Data supplied:
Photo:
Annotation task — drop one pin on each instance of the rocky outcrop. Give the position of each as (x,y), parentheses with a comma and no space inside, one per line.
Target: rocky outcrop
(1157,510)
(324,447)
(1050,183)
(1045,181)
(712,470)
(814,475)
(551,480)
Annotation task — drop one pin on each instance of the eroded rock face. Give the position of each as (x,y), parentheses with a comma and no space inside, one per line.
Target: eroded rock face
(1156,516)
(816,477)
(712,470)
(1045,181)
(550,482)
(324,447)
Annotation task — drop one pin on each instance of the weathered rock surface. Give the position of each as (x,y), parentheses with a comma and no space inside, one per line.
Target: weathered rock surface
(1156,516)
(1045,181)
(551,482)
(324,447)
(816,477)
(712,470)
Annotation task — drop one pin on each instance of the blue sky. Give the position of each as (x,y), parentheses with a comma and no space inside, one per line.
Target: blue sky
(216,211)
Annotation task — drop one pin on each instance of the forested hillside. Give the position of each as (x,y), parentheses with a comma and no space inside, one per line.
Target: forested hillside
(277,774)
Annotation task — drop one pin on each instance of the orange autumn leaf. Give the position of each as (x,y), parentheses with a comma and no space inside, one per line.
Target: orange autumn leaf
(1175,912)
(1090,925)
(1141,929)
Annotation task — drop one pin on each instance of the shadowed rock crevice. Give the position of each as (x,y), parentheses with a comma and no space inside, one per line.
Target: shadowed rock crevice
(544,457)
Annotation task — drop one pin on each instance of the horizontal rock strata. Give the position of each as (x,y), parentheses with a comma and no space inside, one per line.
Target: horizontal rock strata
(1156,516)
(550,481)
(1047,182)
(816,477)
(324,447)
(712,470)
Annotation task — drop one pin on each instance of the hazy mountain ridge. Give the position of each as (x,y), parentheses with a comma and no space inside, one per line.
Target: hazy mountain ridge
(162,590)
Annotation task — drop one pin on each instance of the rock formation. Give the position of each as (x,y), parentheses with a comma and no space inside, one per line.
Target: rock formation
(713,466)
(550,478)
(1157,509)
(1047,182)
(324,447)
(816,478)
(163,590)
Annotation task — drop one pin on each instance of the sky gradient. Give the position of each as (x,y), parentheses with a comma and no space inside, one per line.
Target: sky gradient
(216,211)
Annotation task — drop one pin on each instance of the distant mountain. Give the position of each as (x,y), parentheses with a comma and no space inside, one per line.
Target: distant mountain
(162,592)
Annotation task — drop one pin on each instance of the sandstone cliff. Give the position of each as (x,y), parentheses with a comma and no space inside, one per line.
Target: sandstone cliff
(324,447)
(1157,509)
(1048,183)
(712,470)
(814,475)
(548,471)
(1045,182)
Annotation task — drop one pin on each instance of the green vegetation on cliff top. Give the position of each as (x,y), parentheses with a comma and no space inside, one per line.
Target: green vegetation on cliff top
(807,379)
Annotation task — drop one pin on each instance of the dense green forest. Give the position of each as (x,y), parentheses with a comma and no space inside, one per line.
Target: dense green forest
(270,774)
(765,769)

Work task: Copy each line above exactly as it stands.

Solved problem:
Photo:
Annotation task — drop one pin on each instance of the rocky outcrop. Give the position of each as (x,y), parentheses with a comma and no space inside, one per line.
Target: rocky outcrop
(1157,510)
(324,447)
(1050,183)
(1045,181)
(712,470)
(814,475)
(551,480)
Annotation task — drop one pin on each instance of the eroded rock face. Give the position of each as (x,y), parentheses with a comma and no space inside, one per line.
Target: eroded rock face
(1156,516)
(816,477)
(712,470)
(1045,181)
(550,482)
(324,447)
Annotation task — drop one pin on each instance of the weathered rock surface. Give the position of each as (x,y), parentheses with a comma and no space inside, one per line.
Target: weathered rock surface
(1156,516)
(1045,181)
(551,482)
(324,447)
(816,477)
(712,470)
Annotation task — drop one pin on each instance of the blue sky. Give the position of each as (x,y), parentheses with a comma and no space inside, one per line.
Target: blue sky
(216,211)
Annotation task — drop one pin on each instance of the forested hillside. Give the position of each as (x,y), parentheses with a comma and no space inside, one per line.
Target: forested hillside
(277,774)
Annotation task — drop one pin on each instance of the orange autumn leaf. Give the position of each as (x,y), parentheses with a comma and no space inside, one per line.
Target: orange autumn leaf
(1175,912)
(1090,925)
(1141,929)
Annotation task — drop one pin on each instance of the shadowed rock crevice. Give the position of each as (x,y), parentheses with a comma and no space inside, one per line.
Target: shadowed rock crevice
(544,457)
Annotation task — drop one pin on each instance of the horizontal rock strata. Give the position of each as (x,y), parentheses with a comma and no space inside, one per line.
Target: horizontal rock strata
(1156,516)
(550,481)
(1047,182)
(816,477)
(324,447)
(712,470)
Annotation task — drop one pin on each instance of the hazy mountain ridge. Give the position of each as (x,y), parentheses with a comma and no space inside, one per line.
Target: hazy mountain ridge
(162,590)
Annotation task — drop one pin on each instance of the rock formation. Give the position of each as (x,y), parentheses with a comma and no space inside, one per line.
Target: rock formation
(713,466)
(550,478)
(1157,509)
(1047,182)
(324,447)
(816,478)
(163,590)
Annotation task — drop one pin on each instance of the sky gradient. Give the position of each as (x,y), parentheses with a comma and no space inside, one per line.
Target: sky gradient
(216,211)
Annotation task — drop one pin on each instance of the distant mountain. Give the position of each as (x,y), parentheses with a comma and no space inside, one per line.
Target: distant mountain
(162,592)
Annotation task — drop one pin on each instance of the sandstone cliff. Give the position of each as (x,y), parentheses with a comma and no space inside, one per line.
Target: sandstone cliff
(324,447)
(1157,509)
(1048,183)
(712,470)
(814,475)
(548,471)
(1045,182)
Annotation task — drop one pin on each instance of the green vegetation on cliff top. Give the position of each as (x,y), parentheses with a comma and no space inside, one per line.
Target: green vegetation on cliff top
(807,379)
Annotation task — drop one pin on each instance of the dense green forest. Give the position of each as (x,y), parentheses with a comma and no space inside, one per line.
Target: dense green forest
(270,774)
(765,769)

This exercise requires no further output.